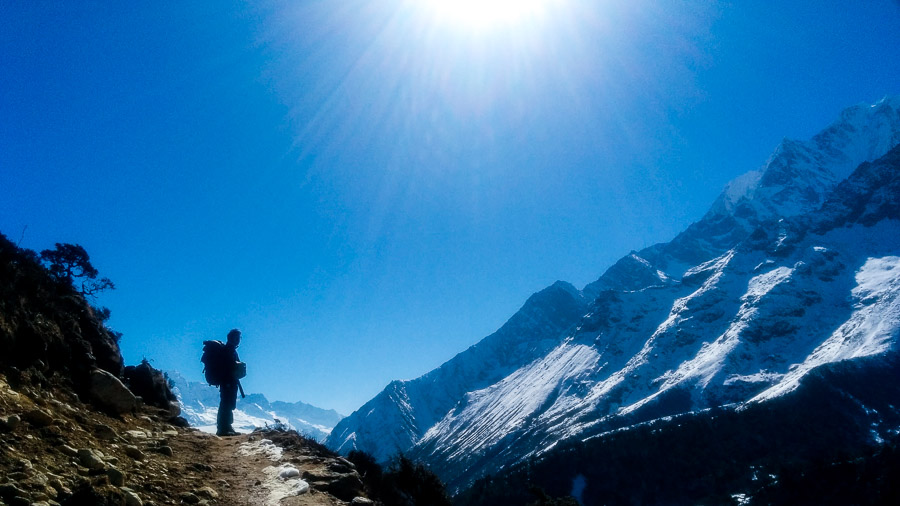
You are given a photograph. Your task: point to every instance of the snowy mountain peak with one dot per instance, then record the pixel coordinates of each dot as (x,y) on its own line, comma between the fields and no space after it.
(796,266)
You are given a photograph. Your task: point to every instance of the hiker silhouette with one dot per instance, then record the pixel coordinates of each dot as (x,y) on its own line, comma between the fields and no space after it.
(230,383)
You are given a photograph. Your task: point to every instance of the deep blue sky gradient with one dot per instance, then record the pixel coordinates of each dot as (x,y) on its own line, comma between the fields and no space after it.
(366,189)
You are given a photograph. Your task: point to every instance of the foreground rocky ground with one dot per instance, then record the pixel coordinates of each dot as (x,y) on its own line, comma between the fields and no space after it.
(55,449)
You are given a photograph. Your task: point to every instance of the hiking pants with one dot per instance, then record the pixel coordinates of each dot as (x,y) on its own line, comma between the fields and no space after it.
(227,402)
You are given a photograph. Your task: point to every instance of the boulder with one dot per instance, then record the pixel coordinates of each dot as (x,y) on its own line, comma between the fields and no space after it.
(131,498)
(105,432)
(111,394)
(38,418)
(207,492)
(89,459)
(152,386)
(116,477)
(134,452)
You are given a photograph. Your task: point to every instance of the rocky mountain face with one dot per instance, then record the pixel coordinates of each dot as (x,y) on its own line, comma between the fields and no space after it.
(78,428)
(200,402)
(793,268)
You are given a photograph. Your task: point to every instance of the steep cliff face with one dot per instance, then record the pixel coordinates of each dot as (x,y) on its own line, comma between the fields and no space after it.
(795,266)
(400,415)
(46,325)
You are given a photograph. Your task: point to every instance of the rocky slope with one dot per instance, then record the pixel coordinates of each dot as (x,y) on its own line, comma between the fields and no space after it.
(58,450)
(74,432)
(792,268)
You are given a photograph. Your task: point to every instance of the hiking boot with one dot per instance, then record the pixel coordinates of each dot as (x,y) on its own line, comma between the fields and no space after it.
(228,431)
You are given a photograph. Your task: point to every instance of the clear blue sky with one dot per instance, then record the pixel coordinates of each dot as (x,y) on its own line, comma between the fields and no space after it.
(367,188)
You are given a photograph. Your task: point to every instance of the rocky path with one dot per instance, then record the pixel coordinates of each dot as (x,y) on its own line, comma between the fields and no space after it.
(55,450)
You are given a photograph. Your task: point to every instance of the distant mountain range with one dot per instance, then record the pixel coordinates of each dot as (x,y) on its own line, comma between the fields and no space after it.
(200,403)
(796,266)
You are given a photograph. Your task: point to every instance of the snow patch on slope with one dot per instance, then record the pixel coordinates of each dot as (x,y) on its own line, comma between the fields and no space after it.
(869,331)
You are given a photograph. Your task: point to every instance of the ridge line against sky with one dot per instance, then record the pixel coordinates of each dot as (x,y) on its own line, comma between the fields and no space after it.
(368,188)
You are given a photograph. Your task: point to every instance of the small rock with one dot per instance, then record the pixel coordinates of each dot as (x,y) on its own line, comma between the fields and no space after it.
(38,418)
(134,452)
(110,393)
(9,490)
(90,460)
(105,432)
(288,472)
(9,423)
(68,450)
(131,498)
(115,476)
(206,468)
(207,492)
(189,498)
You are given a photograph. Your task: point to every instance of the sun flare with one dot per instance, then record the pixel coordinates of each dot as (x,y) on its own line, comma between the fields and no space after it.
(487,13)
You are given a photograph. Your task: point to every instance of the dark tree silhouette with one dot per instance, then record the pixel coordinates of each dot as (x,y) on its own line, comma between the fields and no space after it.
(70,262)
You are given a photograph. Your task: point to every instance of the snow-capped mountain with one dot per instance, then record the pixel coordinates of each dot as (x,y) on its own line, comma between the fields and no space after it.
(796,265)
(200,404)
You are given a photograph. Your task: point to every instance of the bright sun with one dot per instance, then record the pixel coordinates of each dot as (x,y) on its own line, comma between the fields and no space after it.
(487,13)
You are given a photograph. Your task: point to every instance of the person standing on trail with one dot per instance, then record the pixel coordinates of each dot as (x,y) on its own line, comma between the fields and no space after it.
(230,384)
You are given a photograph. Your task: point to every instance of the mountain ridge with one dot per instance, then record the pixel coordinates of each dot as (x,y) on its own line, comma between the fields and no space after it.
(726,287)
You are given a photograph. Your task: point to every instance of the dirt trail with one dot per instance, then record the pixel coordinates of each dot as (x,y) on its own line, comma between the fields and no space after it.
(57,450)
(237,469)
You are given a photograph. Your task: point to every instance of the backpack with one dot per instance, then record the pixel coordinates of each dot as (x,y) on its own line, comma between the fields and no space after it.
(217,363)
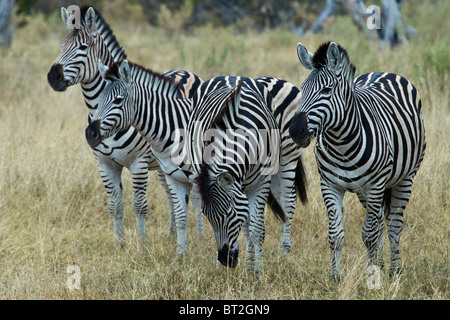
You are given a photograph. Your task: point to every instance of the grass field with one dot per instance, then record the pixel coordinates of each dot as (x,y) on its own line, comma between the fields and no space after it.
(53,211)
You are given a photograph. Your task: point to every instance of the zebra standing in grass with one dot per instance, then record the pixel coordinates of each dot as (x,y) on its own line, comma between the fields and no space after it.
(235,151)
(131,98)
(77,63)
(370,140)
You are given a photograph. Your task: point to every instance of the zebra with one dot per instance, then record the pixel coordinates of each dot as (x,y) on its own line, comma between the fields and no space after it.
(370,141)
(77,63)
(232,176)
(131,98)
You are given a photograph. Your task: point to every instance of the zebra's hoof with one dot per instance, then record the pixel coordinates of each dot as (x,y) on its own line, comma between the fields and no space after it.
(395,271)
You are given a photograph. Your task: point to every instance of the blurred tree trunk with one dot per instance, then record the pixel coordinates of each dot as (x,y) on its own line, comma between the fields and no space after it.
(6,22)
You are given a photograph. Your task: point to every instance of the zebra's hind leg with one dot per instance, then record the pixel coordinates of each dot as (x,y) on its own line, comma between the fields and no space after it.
(139,176)
(400,195)
(162,179)
(283,189)
(179,192)
(111,176)
(257,198)
(197,204)
(333,201)
(373,227)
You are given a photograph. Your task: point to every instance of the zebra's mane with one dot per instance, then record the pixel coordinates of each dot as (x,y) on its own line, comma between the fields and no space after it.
(217,120)
(112,74)
(204,184)
(105,31)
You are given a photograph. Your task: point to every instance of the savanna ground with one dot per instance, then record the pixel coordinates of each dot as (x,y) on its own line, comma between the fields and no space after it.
(53,210)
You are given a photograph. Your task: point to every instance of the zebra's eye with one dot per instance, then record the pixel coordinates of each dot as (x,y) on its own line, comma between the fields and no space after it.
(118,100)
(326,90)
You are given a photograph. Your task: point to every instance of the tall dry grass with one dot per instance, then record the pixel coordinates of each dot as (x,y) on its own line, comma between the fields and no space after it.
(53,210)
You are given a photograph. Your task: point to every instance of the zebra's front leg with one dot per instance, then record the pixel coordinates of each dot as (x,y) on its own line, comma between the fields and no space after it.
(373,227)
(400,195)
(162,179)
(333,201)
(197,204)
(139,176)
(179,192)
(111,176)
(256,229)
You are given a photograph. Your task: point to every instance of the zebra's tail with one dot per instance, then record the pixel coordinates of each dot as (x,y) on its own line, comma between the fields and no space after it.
(387,198)
(276,207)
(300,181)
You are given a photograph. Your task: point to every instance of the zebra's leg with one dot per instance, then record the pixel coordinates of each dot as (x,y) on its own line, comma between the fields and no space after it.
(179,192)
(197,204)
(257,198)
(373,227)
(111,175)
(400,195)
(139,176)
(283,189)
(333,202)
(163,181)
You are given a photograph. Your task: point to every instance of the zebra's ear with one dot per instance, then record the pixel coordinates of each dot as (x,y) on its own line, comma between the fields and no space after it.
(102,68)
(225,179)
(90,21)
(334,58)
(64,16)
(125,72)
(304,56)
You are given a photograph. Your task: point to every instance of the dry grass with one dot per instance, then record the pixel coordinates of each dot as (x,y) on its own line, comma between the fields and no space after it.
(53,209)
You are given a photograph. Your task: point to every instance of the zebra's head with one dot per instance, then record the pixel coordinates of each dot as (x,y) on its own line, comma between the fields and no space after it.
(325,93)
(226,208)
(80,51)
(115,103)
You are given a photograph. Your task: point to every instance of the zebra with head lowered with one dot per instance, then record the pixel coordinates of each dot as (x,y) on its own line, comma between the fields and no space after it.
(370,140)
(132,97)
(235,150)
(77,63)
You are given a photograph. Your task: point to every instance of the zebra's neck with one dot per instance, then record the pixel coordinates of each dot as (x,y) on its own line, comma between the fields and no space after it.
(108,51)
(160,113)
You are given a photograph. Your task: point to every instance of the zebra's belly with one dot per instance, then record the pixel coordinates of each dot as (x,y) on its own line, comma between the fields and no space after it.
(125,151)
(341,179)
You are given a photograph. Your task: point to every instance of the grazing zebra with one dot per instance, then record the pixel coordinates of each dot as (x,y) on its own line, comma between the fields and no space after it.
(77,63)
(235,151)
(149,102)
(370,140)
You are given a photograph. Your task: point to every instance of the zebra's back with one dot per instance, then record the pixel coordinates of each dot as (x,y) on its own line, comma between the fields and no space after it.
(395,105)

TASK ITEM:
Through the last line of the entries above, beginning at the line containing "of the grazing", transcribe each line exactly, both ends included and nothing more.

YOUR RESPONSE:
You are given a photograph. Your task: point to every instance of the grazing zebra with one dot per instance, then record the pixel coordinates of each dot as (x,y) on its own line, comma between the fields and no space after it.
(77,63)
(235,151)
(149,102)
(370,140)
You are given a photograph. Your task: point to every instance of the zebra's back with one dot per instance, then record the pixel coordinates of each dot as (x,y) on its own line, comma between the fields and no space after it.
(395,105)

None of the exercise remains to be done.